Rewrite every line from the one containing "Each instance of the drum" through the end of the items, both ends included, keeping all text the same except that each polygon coordinate in the answers is increased by 121.

◆ RECORDS TO PROCESS ◆
================

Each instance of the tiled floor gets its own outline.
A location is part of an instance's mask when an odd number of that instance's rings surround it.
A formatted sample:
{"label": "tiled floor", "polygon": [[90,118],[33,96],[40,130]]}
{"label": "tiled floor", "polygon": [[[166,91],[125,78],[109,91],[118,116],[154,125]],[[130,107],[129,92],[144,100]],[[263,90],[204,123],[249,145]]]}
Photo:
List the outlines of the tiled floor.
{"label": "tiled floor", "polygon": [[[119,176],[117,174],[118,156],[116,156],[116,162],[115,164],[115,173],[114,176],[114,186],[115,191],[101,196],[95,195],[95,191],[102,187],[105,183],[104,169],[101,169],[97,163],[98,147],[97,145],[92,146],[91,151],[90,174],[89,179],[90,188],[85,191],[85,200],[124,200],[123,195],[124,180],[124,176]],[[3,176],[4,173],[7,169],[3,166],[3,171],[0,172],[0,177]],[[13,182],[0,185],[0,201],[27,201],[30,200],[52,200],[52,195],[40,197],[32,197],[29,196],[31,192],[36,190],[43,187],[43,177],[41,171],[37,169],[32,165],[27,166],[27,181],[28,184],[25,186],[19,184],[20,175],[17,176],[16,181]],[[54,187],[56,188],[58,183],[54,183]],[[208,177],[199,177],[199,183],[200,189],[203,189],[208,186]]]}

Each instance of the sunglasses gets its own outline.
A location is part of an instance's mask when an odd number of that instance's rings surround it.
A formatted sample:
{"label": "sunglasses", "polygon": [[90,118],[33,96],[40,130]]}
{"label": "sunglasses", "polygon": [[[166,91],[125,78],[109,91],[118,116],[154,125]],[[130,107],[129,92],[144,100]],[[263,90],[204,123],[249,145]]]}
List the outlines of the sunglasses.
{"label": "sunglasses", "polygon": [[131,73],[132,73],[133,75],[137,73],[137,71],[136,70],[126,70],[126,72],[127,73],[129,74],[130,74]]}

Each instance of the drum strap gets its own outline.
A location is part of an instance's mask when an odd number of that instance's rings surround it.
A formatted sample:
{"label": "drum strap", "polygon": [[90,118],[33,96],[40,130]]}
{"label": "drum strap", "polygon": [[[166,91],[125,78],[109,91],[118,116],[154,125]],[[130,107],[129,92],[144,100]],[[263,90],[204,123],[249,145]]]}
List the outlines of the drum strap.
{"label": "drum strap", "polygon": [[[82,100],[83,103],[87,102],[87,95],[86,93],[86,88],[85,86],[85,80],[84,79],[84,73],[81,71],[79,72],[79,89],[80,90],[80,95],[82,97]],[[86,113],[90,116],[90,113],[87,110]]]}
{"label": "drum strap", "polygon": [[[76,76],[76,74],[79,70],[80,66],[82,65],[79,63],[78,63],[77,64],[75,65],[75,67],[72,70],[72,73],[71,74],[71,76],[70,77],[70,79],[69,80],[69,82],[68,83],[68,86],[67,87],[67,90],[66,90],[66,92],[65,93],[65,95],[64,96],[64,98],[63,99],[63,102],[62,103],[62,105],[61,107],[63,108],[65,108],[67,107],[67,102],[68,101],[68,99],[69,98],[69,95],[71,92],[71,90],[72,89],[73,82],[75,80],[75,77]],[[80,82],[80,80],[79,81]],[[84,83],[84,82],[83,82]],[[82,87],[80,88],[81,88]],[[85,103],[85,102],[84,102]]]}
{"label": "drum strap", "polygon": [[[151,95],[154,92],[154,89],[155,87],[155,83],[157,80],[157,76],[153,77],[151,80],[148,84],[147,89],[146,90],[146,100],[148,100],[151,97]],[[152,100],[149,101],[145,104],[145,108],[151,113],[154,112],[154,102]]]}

================

◆ TASK ANSWER ◆
Each instance of the drum strap gets its own outline.
A location is part of an instance's mask when an odd number of that instance's rings surround it.
A formatted sample:
{"label": "drum strap", "polygon": [[90,118],[33,96],[40,130]]}
{"label": "drum strap", "polygon": [[[166,91],[125,78],[109,91],[118,116],[154,125]],[[130,107],[129,92],[144,100]],[[263,90],[204,123],[249,145]]]}
List the outlines of the drum strap.
{"label": "drum strap", "polygon": [[[203,221],[204,224],[208,223],[208,216],[207,214],[207,209],[206,207],[206,201],[205,200],[205,194],[202,192],[200,193],[200,210],[201,211],[201,216],[203,218]],[[207,234],[211,237],[211,234],[208,231]]]}
{"label": "drum strap", "polygon": [[[197,197],[197,195],[200,191],[201,187],[203,186],[200,184],[199,184],[198,185],[196,186],[196,188],[193,191],[193,194],[192,195],[192,197],[191,198],[191,200],[190,201],[190,203],[189,204],[189,207],[188,208],[188,211],[187,211],[187,213],[186,214],[186,216],[185,217],[185,219],[184,220],[184,223],[183,224],[183,226],[182,228],[184,229],[186,229],[188,228],[188,223],[189,222],[189,220],[190,219],[190,216],[192,213],[192,211],[193,210],[194,203],[196,201],[196,198]],[[201,203],[201,201],[200,202]],[[205,204],[205,203],[204,203]],[[203,208],[201,209],[202,209]],[[206,224],[206,223],[205,223]]]}
{"label": "drum strap", "polygon": [[[272,216],[275,213],[275,210],[276,208],[276,204],[278,201],[278,197],[274,198],[272,201],[269,205],[268,210],[267,211],[267,221],[269,221],[272,218]],[[273,221],[270,222],[266,225],[266,229],[272,234],[275,233],[275,223]]]}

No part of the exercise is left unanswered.